[Short exercise]
Copy out the records in full, word for word, without pictures.

------------------------------------------------

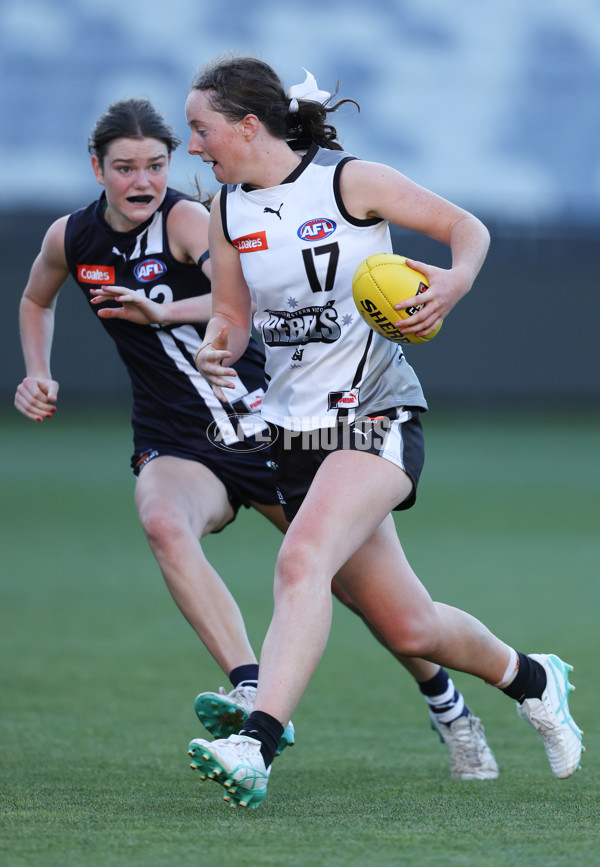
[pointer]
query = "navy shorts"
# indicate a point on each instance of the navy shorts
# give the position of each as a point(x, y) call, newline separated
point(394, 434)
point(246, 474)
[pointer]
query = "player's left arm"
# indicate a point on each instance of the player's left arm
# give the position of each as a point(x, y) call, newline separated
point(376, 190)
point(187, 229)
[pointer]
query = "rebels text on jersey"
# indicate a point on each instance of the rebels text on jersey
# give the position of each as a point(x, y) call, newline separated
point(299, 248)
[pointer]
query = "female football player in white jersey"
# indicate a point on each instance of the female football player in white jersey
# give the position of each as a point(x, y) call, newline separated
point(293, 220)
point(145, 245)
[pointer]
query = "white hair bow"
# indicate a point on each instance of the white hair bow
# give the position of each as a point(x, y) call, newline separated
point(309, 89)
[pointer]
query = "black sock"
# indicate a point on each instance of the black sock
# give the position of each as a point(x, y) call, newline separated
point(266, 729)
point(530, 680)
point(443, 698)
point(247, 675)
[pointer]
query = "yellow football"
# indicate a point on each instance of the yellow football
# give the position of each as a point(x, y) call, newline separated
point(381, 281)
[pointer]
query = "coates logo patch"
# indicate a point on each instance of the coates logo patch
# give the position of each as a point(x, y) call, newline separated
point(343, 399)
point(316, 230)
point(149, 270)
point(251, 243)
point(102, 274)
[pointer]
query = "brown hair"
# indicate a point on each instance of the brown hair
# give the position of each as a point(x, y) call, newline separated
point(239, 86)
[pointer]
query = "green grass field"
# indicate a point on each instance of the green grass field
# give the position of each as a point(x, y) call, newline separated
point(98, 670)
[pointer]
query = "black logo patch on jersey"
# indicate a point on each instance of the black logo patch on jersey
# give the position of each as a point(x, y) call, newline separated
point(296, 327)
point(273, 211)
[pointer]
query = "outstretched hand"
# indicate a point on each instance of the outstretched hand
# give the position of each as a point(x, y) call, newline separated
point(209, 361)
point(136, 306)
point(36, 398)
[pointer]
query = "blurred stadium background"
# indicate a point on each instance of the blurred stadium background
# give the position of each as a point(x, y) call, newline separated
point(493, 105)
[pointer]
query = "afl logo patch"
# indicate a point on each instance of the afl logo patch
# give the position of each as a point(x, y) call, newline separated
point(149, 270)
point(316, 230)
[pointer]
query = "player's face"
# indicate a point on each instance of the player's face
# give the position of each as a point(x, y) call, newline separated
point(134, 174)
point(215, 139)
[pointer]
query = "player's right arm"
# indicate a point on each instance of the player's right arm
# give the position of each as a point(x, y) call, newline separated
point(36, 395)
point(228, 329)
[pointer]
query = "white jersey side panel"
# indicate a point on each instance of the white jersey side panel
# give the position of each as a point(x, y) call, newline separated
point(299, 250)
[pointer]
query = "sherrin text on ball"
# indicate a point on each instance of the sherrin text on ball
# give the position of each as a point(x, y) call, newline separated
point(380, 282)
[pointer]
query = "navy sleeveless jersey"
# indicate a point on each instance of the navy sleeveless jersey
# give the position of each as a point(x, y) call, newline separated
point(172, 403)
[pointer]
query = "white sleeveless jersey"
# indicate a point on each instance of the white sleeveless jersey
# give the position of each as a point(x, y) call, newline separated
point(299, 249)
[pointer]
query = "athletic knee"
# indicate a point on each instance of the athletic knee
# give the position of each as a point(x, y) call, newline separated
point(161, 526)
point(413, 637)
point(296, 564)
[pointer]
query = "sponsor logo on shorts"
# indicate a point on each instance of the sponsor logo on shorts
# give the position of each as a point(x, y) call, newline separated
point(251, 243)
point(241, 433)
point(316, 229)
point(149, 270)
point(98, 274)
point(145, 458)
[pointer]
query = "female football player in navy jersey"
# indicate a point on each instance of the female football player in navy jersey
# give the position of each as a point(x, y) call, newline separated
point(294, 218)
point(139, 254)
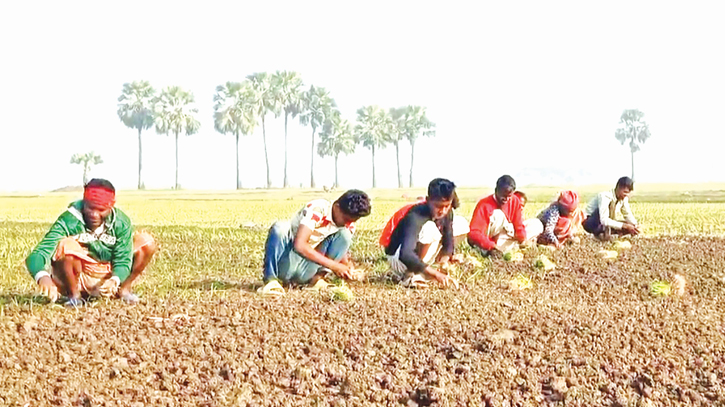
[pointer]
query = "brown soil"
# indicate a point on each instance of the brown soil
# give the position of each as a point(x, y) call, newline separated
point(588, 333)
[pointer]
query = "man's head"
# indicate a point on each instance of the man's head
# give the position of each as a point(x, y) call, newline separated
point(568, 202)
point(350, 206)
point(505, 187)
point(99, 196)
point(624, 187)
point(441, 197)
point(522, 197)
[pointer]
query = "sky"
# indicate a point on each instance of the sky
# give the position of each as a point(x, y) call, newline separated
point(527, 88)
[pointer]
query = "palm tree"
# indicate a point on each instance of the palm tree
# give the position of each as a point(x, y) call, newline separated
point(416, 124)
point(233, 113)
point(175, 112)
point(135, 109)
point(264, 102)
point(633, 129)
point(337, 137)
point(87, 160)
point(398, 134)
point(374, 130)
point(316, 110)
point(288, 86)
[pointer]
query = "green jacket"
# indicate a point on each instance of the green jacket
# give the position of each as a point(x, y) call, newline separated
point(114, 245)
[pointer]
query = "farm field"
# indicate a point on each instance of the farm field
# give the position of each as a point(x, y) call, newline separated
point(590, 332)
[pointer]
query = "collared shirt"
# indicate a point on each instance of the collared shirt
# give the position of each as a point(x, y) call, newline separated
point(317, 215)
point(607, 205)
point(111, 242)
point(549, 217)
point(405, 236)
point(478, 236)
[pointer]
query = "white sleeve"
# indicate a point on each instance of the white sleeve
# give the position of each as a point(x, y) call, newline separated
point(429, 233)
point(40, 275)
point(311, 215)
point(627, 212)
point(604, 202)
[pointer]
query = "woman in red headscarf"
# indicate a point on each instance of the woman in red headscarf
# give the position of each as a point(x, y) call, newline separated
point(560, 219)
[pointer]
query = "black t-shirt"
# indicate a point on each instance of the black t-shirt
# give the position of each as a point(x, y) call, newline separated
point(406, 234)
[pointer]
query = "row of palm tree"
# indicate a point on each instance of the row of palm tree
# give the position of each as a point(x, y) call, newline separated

------------------------------------------------

[Solved exercise]
[pointer]
query = "navy shorts"
# indicate a point on each instance of the navy shorts
# give the position of each as a point(x, y) call, newline separated
point(394, 434)
point(246, 474)
[pointer]
query = "player's left arm"
# indicate a point on each instance of the player's left arm
# give the position of each as a point(x, y) call, newline separated
point(376, 190)
point(187, 229)
[pointer]
query = "rebels text on jersey"
# indicate a point on each instance of the rebels text on jersey
# give the position of each as a point(x, y) call, newline separated
point(299, 248)
[pointer]
query = "female football player in white jersey"
# indicate a point on each instance of the female football player in white jersey
# give the position of each as a point(x, y) call, newline separated
point(293, 220)
point(145, 245)
[pointer]
query = "white hair bow"
# indicate a point on each instance of the white hair bow
# give the position of each as a point(x, y) call, newline separated
point(309, 89)
[pointer]
query = "black sock"
# indicate a point on each instance of the black sock
# give the position of each as a point(x, y) call, newline separated
point(266, 729)
point(530, 680)
point(443, 698)
point(247, 675)
[pointer]
query = "yellow football"
# indicate a point on each instance of the yellow football
# give the position of each as a point(x, y) call, newline separated
point(381, 281)
[pointer]
query = "coates logo patch"
# indicate a point on each instance of the coates logo patch
# give the position of each as a point(x, y) call, newline separated
point(343, 399)
point(316, 230)
point(149, 270)
point(251, 243)
point(102, 274)
[pointer]
query = "brown hair"
# indicate a point on each instance of the brown hair
# give the position of each as a point(x, y) call, newline separated
point(239, 86)
[pointer]
query = "green grass field"
# indicate a point on each instance of the green grass field
# give the position of each as a point(x, y) call, newline separated
point(98, 670)
[pointer]
query = "black logo patch on jersey"
# indicate a point on each instance of the black logo patch on jersey
# give the position of each as a point(x, y) call, newline separated
point(296, 327)
point(273, 211)
[pointer]
query = "outstretched hand"
# indicate a point on each instance of the outstretched hand
# give the position of each as a point(x, y) call, newline separated
point(209, 361)
point(136, 306)
point(36, 398)
[pointer]
query = "blurred stadium background"
# indicate a point on each instance of the blurred stadium background
# give the position of each as a point(x, y) call, newline separated
point(493, 105)
[pointer]
query = "afl logo patch"
# indicate a point on each instance of the afl logo patch
# give the position of each as a point(x, y) call, newline separated
point(149, 270)
point(316, 230)
[pointer]
query = "player's face"
# indicate a point on each instance of the player's face
# give the position of each as a point(x, y) call, newline separated
point(134, 174)
point(215, 139)
[pointer]
query = "player's right arm"
# indicate a point on each instance of the player's right arm
# give the position of each as a point(x, y) call, newline separated
point(36, 395)
point(228, 329)
[pointer]
query = "white jersey side panel"
# indicate a point on each instance of the white jersey side panel
# give the position of each as a point(x, y) call, newline separated
point(299, 250)
[pointer]
query = "sherrin text on ball"
# indicate a point on each instance of the sherrin text on ball
# give the position of each as a point(x, y) call, newline separated
point(380, 282)
[pointer]
query = "navy sleeveless jersey"
# indicate a point on each instance of the navy sleeveless jersey
# give the position of each as a point(x, y) call, newline separated
point(172, 403)
[pointer]
query = "white sleeveless jersey"
# indicate a point on each instance of the white sleeveless jersey
# give the position of each as a point(x, y) call, newline separated
point(299, 249)
[pointer]
query = "athletic knee"
# indicate a point on each instance of the athletic knee
# give the position of each as a point(x, y) call, newline separated
point(161, 526)
point(413, 637)
point(296, 564)
[pointer]
query = "sponsor logo on shorts"
# indicate a point on each instance of the sponsor logo on shorts
# give the position of each as a point(x, y) call, newline separated
point(251, 243)
point(241, 433)
point(316, 229)
point(149, 270)
point(98, 274)
point(145, 458)
[pointer]
query = "female football player in navy jersey"
# indicate a point on each instance of the female football player in navy jersey
# give the position of each as a point(x, y) call, newline separated
point(294, 218)
point(139, 254)
[pointer]
query = "brown soil"
# indicate a point on each instance of the brown soil
# give the position of each as a point(x, y) call, newline separated
point(588, 333)
[pointer]
query = "man's head"
# indicate a point on each instance of the man's head
# give the position of each as a point(x, y) call, newline separated
point(568, 202)
point(350, 206)
point(505, 187)
point(99, 196)
point(624, 187)
point(441, 197)
point(522, 197)
[pointer]
query = "sky"
# indicate a point on each instance of the sky
# give the position of each as a point(x, y) call, newline separated
point(527, 88)
[pointer]
query = "palm tree"
# indicate a point on each instance of the palm tree
# give the position of each as a point(x, y) call, newline separated
point(416, 124)
point(233, 113)
point(175, 112)
point(135, 109)
point(264, 102)
point(633, 129)
point(337, 137)
point(87, 160)
point(398, 134)
point(374, 130)
point(316, 110)
point(288, 86)
[pointer]
query = "green jacket"
# indicate a point on each instance of the green jacket
# give the position of each as a point(x, y) call, newline separated
point(114, 245)
[pointer]
query = "farm field"
# indicate a point on each instance of the farm field
# give the position of each as a point(x, y) call, newline separated
point(590, 332)
[pointer]
query = "collared shirt"
# indicate a point on each instance of the collared shirt
# give the position of each as a point(x, y) call, newline separated
point(317, 215)
point(607, 205)
point(111, 242)
point(549, 217)
point(405, 236)
point(478, 236)
[pointer]
query = "white sleeve"
# indicate a point on each instance of the white sleeve
# give the position of each as a point(x, y) call, newline separated
point(429, 233)
point(40, 275)
point(311, 215)
point(627, 212)
point(604, 202)
[pointer]
query = "woman in red headscarf"
# indicate a point on each instance of the woman in red headscarf
# give the position of each as a point(x, y) call, newline separated
point(560, 219)
[pointer]
query = "black t-shirt"
# indicate a point on each instance of the black t-shirt
# give the position of each as a point(x, y) call, newline separated
point(406, 234)
[pointer]
query = "row of palm tree"
# indicate a point on each instance of the row of palm tree
# give the position of each as a point(x, y) call, newline separated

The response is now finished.